[Records from a dataset]
<<<<
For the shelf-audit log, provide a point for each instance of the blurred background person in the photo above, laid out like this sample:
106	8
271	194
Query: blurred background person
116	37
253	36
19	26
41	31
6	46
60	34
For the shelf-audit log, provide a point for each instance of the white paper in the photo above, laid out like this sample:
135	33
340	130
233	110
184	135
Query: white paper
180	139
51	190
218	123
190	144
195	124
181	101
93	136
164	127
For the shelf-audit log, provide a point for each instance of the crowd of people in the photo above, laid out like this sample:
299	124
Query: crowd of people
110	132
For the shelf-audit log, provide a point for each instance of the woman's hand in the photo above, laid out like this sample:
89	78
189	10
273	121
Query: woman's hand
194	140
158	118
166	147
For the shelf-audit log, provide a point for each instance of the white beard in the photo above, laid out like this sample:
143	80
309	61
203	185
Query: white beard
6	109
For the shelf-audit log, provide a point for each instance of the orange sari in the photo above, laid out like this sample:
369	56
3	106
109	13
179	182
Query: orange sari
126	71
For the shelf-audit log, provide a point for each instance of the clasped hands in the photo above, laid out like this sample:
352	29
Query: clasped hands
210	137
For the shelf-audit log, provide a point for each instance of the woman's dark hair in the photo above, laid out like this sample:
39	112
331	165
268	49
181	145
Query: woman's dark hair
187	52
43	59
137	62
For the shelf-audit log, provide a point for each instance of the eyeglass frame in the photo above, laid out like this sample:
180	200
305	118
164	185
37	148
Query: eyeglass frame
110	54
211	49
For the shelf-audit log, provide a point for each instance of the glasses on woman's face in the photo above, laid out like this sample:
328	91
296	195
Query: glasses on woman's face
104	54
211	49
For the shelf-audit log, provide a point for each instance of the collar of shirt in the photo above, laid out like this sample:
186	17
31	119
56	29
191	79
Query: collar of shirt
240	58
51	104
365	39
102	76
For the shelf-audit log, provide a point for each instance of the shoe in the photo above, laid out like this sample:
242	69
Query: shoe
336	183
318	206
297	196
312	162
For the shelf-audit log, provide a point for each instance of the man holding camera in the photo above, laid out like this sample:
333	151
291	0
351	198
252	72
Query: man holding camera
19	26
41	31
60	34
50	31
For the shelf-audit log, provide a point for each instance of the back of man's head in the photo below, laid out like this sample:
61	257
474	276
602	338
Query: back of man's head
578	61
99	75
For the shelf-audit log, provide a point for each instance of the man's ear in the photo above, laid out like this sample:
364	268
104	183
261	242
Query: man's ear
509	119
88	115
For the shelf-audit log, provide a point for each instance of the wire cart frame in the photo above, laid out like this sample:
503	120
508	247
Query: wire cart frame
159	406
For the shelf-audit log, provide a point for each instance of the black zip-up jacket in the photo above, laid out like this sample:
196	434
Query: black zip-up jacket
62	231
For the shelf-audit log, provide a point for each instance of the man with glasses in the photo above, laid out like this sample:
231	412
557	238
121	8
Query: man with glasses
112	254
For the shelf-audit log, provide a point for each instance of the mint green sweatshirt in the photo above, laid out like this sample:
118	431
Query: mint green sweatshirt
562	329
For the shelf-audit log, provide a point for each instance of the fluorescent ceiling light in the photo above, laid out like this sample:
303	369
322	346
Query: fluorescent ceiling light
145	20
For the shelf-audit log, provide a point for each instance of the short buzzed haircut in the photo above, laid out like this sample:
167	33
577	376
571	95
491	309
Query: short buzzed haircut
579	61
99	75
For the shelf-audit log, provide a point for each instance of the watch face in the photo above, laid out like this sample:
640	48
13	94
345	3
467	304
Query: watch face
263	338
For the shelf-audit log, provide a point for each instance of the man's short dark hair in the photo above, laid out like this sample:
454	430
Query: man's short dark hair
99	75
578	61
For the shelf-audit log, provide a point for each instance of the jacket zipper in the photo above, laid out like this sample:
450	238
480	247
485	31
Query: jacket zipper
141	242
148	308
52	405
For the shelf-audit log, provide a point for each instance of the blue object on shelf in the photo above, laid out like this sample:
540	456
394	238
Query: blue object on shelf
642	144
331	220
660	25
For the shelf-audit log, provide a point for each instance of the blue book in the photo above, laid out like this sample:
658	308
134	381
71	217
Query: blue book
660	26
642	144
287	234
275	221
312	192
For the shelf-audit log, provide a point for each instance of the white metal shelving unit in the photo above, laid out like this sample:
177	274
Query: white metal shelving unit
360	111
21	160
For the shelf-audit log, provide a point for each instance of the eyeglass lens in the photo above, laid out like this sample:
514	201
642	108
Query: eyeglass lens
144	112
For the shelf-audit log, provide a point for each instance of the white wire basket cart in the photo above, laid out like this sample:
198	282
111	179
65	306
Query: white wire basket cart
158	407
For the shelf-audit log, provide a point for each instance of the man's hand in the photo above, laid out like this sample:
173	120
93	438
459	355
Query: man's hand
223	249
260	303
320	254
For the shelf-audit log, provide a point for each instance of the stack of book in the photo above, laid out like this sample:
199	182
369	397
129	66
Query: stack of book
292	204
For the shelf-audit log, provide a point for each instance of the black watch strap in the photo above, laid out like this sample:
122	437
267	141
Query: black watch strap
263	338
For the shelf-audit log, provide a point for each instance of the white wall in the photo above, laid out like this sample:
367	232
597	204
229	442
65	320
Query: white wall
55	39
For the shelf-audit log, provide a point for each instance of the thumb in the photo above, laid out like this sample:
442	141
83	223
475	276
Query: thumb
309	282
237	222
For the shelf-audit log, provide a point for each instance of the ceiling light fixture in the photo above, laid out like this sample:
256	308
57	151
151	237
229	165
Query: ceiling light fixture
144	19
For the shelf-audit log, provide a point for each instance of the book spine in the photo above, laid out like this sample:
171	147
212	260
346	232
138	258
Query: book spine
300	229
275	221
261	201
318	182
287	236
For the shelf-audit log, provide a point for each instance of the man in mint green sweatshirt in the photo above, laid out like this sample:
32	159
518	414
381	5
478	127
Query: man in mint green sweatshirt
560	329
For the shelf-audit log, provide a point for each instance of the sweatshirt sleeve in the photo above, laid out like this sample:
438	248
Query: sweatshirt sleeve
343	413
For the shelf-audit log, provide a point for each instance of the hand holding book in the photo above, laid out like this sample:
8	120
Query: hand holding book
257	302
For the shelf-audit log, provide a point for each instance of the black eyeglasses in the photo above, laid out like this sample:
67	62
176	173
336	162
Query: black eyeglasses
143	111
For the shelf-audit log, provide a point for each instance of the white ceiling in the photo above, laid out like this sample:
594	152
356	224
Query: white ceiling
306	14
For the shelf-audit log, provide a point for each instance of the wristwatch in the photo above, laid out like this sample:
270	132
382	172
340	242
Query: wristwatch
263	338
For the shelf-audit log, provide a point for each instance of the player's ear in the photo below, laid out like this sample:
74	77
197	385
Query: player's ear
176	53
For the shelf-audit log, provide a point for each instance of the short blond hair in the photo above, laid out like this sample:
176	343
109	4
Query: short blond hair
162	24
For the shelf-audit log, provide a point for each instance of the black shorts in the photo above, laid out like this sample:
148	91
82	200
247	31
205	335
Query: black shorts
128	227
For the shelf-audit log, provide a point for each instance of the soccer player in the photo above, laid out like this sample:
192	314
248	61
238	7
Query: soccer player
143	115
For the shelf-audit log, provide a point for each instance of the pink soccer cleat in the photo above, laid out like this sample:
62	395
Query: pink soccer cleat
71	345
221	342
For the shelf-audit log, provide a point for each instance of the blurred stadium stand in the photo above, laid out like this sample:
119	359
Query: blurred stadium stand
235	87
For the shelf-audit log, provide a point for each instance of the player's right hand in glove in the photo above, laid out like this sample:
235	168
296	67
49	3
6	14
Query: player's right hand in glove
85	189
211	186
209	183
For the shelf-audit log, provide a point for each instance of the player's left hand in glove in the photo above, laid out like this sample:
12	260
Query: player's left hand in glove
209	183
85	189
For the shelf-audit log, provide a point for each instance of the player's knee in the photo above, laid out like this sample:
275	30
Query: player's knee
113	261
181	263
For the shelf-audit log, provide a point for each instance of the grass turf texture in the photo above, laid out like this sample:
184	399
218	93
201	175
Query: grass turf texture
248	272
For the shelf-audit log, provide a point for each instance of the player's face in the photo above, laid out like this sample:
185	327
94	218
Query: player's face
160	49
>>>>
TASK DESCRIPTION: What lines above contain the word "below"? Please copy each one.

SOLUTION FOR THIS TASK:
For the shelf-audit log, provide a point for each instance of the back of man's head in the photo below, laid out like this sample:
For the shelf-audit log, provide a point for each instance of the player's ear in the photo below, laid out like this sample:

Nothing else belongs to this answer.